* [STUDY TEXT]:

[Start of section]

Black Mesa, Oklahoma High Point & Northern New Mexico
Black Mesa, 4,975 ft., 9 miles
November 6, 2016
Wes Chapman
Santa Fe from summit of Mt. Atalaya
Black Mesa & Northern New Mexico
We came to Santa Fe, NM, in part to hike Black Mesa, the high point of Oklahoma, but more importantly to spend a few days in northern New Mexico; a uniquely beautiful and historically rich part of the Southwest. Our team consisted of a group of 6 friends from Nashville, with whom we were making the trip. Santa Fe is an old Spanish Territorial Capital, founded in 1610, and remains the state capital of New Mexico. The town has had an artistic/revolutionary culture dating back to the Pueblo Revolt by the indigenous Pueblo Indians in 1680, which it maintains to this day. The local culture is a mix of state bureaucrats, artists, retirees and dirt bag climbers – a strange but compelling mixture.

[End of section]

* [DATA SECTION]:
[Start of section]

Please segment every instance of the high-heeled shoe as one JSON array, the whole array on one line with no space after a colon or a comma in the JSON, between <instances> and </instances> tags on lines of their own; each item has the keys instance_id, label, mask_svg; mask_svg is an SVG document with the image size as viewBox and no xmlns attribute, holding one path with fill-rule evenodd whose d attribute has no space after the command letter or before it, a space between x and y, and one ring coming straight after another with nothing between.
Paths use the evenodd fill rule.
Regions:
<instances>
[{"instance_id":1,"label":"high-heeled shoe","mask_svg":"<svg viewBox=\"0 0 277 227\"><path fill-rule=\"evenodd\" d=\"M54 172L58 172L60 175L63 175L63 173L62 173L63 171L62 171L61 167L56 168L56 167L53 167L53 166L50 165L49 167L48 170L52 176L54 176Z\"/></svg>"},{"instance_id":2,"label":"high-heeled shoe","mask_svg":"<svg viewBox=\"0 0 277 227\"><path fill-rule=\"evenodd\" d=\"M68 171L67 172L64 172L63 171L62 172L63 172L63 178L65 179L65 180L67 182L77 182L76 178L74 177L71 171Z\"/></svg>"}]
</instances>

[End of section]

* [TASK LIST]:
• a. According to the Black Mesa report, why did the group come to Santa Fe? Answer in one to three sentences.
• b. In what year does the Black Mesa report say Santa Fe was founded?
• c. Say whether each statement agrees with the Black Mesa report, and quote the deciding words: (i) The group on the trip was six friends from Nashville. (ii) Santa Fe is no longer the capital of New Mexico. (iii) The Pueblo Revolt took place in 1680.

* [ANSWER SECTION]:
• a. They came partly to hike Black Mesa, the high point of Oklahoma. More importantly, they wanted to spend a few days in northern New Mexico, which the text calls a uniquely beautiful and historically rich part of the Southwest.

• b. 1610.

• c.
(i) Yes: "a group of 6 friends from Nashville"
(ii) No: "remains the state capital of New Mexico"
(iii) Yes: "the Pueblo Revolt by the indigenous Pueblo Indians in 1680"